**DATA SHOWN:**
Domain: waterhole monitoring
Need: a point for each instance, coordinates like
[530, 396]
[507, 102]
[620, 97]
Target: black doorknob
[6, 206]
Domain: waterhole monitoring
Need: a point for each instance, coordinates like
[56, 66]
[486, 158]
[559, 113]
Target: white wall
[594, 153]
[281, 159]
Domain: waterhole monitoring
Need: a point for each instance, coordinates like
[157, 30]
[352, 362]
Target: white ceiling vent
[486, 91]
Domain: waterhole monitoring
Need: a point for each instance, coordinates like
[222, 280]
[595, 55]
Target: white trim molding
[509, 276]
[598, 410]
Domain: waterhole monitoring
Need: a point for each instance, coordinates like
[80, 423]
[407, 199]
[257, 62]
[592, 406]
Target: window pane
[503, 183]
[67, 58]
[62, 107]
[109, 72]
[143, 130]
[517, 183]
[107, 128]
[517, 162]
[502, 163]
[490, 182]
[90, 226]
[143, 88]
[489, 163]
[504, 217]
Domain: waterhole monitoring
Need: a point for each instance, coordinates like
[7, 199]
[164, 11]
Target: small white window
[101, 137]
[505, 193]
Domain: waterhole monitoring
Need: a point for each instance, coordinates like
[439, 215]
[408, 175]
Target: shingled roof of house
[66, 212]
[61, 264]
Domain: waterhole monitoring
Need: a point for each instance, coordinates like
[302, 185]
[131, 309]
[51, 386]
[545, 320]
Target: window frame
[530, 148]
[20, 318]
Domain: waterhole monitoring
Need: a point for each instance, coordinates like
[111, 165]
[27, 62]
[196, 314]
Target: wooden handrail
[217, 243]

**ABOUT THIS EXERCISE:**
Each record above needs to be transcribed word for word.

**WRITTEN ANSWER:**
Domain: waterhole monitoring
Need: a point for each instance, coordinates like
[530, 396]
[507, 102]
[620, 97]
Target: black doorknob
[6, 206]
Domain: waterhole monitoring
Need: a point for each instance, coordinates like
[56, 66]
[486, 158]
[559, 113]
Target: white wall
[594, 153]
[281, 159]
Domain: waterhole monitoring
Need: a point for each instance, coordinates like
[157, 30]
[352, 362]
Target: white ceiling vent
[486, 91]
Domain: waterhole monitoring
Need: a point for each instance, coordinates like
[222, 280]
[595, 55]
Target: white trim molding
[509, 276]
[598, 410]
Domain: waterhole monitoring
Need: a point for each instance, coordinates like
[80, 423]
[407, 199]
[257, 62]
[592, 406]
Target: window pane
[503, 183]
[67, 58]
[62, 107]
[109, 72]
[143, 130]
[517, 183]
[107, 128]
[517, 162]
[502, 163]
[490, 182]
[90, 226]
[143, 88]
[489, 163]
[504, 217]
Domain: waterhole monitoring
Need: a point for each instance, coordinates like
[7, 199]
[164, 11]
Target: small white window
[101, 137]
[505, 193]
Domain: waterhole monitoring
Need: a point for each instance, coordinates like
[439, 215]
[408, 175]
Target: shingled roof of house
[66, 212]
[61, 264]
Domain: waterhole monitoring
Need: a point for each instance, coordinates like
[302, 185]
[131, 309]
[51, 386]
[545, 320]
Target: window frame
[530, 148]
[20, 318]
Domain: waterhole monitoring
Need: a point for each instance, coordinates like
[111, 165]
[27, 62]
[196, 314]
Target: wooden handrail
[217, 243]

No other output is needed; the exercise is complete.